### Problems to work on
(a) Answer each question from the review of Jane Eyre.
(i) What reason does the reviewer give for the book not being an exciting read?
(ii) How old is the governess whom Rochester seduces?
(iii) To what country does St John try to get her to go with him?
(b) In the review of Jane Eyre, list every adjective used to describe Rochester in the sentence that begins "Rochester is a".
(c) Reproduce the review of Jane Eyre from "And that’s about" up to and including "fun, doesn’t it?".

And that’s about all I have to say about Jane Eyre. This was not a particularly exciting read for me. Again, I’m fairly certain that this is because I knew the storyline fairly well prior to even picking up the book. It’s hard to get into a story when you know what’s going to happen – none of the twists and turns are actually twists and turns, just eventualities. And that ruins all the fun, doesn’t it?

Overall Impressions

Unsurprisingly, the primary male characters in this novel did not endear themselves to me. Rochester is a self-centered, indulgent, whiny jerkwad. Who locks one wife in their attic then seduces their 19-year-old governess (a thankless trade already associated with prostitution) into a fraudulent engagement and then has THE NERVE to act like he’s the injured one when she leaves? Jerkwad.

St John is not much better but I’m willing to chalk his behaviour up to being socially awkward and singularly focused on his own pious ambitions. Selfish and a bully? Absolutely. Deliberately manipulating a young woman with false promises and emotional blackmail? Nope. Yes, he pulled some HARSH guilt trips to try to get her to go to India with him, but what good Christian doesn’t? Amiright.

Overall, I give this book three shattered hopes out and twelve empty promises out of a lifetime of submissive servitude.

### Record set

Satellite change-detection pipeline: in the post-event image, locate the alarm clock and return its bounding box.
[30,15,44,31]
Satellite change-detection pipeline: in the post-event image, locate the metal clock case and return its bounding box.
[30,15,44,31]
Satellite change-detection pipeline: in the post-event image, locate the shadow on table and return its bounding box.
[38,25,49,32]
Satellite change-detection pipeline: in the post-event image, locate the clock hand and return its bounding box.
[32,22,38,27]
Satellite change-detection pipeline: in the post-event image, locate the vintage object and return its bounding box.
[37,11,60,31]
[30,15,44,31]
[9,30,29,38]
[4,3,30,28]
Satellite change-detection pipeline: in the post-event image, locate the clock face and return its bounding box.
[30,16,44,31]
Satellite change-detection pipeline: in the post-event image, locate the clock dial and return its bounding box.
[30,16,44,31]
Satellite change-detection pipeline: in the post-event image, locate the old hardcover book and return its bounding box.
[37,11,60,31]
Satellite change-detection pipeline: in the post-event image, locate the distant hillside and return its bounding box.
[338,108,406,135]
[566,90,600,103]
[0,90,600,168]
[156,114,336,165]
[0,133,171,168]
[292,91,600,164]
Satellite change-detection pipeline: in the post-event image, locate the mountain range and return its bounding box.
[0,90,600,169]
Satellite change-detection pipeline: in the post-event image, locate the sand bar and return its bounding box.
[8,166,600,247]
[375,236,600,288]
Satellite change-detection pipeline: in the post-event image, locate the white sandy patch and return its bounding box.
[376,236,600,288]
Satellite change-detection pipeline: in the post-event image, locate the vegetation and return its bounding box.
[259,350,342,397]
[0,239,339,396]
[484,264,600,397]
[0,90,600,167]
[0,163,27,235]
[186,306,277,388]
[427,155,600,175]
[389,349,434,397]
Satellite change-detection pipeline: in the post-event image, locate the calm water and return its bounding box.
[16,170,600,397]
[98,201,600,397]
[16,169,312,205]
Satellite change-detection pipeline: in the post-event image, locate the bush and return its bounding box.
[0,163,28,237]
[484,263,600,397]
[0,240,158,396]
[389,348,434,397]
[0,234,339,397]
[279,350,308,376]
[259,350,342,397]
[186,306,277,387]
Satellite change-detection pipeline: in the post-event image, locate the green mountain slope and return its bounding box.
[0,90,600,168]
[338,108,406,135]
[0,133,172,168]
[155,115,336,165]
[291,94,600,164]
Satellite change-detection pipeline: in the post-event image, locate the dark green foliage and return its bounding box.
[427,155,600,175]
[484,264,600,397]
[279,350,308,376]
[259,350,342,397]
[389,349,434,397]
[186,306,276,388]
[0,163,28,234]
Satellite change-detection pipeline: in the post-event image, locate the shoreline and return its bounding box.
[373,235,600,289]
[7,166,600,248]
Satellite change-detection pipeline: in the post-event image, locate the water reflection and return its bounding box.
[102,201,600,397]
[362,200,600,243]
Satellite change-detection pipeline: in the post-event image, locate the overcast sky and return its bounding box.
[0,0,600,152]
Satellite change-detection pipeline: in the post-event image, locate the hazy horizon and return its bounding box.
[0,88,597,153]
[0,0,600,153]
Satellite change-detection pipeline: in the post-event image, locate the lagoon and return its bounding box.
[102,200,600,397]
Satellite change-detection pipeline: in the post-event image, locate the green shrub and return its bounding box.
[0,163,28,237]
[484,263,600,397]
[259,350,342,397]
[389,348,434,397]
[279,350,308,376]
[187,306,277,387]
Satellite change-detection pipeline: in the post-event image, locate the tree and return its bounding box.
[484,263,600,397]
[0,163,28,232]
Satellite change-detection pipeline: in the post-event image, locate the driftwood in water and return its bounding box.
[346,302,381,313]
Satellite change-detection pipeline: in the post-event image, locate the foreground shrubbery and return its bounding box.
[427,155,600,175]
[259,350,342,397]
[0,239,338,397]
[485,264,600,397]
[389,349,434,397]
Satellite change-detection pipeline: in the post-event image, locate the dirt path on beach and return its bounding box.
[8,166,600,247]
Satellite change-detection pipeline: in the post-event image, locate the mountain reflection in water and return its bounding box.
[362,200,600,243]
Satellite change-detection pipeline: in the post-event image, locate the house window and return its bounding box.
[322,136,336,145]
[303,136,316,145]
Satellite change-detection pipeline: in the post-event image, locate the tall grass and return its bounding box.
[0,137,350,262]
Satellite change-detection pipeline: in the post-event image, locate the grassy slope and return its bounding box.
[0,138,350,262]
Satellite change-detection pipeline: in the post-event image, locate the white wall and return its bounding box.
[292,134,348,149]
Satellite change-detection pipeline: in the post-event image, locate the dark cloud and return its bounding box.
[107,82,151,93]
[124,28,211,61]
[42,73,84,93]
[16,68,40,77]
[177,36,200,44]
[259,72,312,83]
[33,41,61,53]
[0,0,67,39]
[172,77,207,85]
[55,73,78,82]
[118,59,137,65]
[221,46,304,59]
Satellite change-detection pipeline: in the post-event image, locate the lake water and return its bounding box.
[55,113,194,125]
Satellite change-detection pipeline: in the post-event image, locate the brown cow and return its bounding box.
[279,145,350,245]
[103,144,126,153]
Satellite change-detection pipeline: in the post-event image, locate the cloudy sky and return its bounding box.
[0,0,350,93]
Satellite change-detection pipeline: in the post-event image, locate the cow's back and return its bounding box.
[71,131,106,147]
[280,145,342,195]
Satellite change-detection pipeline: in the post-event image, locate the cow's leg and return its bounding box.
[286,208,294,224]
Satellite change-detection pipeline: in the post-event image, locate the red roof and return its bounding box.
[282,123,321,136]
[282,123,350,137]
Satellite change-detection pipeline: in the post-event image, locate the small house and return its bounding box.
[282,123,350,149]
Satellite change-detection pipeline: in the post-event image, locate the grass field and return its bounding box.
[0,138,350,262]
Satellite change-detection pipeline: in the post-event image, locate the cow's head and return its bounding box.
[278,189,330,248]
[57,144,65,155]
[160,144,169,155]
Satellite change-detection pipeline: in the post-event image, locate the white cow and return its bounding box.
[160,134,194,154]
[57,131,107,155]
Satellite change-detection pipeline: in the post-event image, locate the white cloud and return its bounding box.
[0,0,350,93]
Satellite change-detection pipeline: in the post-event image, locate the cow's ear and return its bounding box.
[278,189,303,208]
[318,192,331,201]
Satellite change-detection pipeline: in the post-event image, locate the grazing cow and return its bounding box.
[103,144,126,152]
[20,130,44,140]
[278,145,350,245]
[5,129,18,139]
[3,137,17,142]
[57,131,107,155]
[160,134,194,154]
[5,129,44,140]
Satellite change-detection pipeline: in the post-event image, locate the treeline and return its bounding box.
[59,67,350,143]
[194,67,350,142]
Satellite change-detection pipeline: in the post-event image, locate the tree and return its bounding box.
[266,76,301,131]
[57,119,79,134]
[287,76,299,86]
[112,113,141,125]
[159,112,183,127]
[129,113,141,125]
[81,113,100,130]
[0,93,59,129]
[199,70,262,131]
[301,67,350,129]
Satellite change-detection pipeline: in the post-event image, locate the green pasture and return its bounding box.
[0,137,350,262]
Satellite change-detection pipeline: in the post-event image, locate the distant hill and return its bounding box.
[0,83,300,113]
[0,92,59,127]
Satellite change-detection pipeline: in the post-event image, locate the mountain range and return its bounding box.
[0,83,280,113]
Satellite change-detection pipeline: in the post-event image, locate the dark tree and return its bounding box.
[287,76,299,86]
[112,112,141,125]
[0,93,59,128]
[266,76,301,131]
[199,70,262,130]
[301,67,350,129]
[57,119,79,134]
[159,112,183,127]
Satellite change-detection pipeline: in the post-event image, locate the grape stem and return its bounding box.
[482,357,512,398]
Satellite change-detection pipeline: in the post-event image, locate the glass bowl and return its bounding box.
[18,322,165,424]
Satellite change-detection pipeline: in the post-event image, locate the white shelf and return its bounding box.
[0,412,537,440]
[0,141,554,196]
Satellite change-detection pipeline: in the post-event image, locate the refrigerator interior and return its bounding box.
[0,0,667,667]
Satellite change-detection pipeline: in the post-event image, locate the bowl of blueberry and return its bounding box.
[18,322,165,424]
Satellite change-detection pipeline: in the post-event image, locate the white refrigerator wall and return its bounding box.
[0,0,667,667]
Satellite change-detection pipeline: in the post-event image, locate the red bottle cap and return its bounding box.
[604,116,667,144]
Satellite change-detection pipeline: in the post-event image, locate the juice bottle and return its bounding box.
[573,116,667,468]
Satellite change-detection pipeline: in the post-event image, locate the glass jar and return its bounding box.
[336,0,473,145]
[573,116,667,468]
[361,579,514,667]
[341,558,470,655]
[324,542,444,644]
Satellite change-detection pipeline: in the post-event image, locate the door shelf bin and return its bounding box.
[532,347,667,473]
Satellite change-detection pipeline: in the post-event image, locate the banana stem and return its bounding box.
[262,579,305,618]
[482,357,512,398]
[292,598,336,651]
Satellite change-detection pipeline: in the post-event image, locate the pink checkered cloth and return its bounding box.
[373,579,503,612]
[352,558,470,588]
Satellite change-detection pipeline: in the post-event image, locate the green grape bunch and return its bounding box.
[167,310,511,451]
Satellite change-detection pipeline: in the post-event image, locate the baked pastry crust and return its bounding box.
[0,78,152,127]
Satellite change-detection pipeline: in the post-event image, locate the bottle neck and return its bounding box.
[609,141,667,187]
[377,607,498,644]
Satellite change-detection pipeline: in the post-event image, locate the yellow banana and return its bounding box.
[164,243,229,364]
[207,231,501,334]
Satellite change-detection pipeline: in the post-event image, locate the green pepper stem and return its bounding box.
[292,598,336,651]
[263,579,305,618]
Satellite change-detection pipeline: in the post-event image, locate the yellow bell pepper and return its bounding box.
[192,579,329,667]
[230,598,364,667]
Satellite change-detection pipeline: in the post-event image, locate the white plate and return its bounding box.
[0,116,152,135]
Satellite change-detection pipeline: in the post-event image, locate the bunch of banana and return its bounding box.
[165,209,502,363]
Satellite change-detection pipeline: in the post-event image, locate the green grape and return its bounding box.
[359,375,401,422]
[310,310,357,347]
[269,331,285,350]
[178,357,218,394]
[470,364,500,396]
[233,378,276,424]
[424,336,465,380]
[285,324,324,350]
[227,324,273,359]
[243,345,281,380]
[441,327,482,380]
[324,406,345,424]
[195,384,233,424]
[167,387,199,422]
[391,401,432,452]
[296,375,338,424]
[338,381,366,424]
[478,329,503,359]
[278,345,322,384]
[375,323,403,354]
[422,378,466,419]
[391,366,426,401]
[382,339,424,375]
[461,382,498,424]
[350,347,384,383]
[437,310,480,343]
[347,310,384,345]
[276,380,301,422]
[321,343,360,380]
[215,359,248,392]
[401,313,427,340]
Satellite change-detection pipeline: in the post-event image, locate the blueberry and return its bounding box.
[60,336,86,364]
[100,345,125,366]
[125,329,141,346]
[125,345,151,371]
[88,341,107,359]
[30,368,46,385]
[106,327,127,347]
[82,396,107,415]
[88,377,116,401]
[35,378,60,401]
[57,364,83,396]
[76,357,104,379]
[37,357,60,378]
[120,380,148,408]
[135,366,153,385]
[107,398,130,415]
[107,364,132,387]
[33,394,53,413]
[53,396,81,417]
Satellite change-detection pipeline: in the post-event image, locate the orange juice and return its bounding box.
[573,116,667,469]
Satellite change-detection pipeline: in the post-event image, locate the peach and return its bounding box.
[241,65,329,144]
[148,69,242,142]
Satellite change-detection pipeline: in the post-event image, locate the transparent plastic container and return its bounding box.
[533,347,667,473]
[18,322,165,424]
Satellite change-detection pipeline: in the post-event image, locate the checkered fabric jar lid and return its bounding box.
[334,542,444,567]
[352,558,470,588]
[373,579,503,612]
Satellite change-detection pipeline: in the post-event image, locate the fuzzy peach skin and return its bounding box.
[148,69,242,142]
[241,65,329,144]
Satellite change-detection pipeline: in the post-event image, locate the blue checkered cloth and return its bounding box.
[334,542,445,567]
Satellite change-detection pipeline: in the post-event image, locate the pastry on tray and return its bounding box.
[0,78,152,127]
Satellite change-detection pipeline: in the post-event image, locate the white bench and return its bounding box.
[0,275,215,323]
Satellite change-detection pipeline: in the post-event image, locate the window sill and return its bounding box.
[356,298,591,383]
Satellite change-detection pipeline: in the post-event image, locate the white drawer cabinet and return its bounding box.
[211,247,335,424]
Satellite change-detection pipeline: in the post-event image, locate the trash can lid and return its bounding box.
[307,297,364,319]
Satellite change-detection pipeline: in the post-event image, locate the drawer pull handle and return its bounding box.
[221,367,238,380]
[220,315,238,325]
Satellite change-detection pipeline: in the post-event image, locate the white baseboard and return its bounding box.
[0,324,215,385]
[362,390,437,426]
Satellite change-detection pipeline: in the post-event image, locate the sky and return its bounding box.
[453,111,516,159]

### Task-by-task solutions
(a)
(i) The reviewer already knew the storyline fairly well before picking up the book.
(ii) She is 19 years old.
(iii) India.

(b) self-centered, indulgent, whiny

(c)
And that’s about all I have to say about Jane Eyre. This was not a particularly exciting read for me. Again, I’m fairly certain that this is because I knew the storyline fairly well prior to even picking up the book. It’s hard to get into a story when you know what’s going to happen – none of the twists and turns are actually twists and turns, just eventualities. And that ruins all the fun, doesn’t it?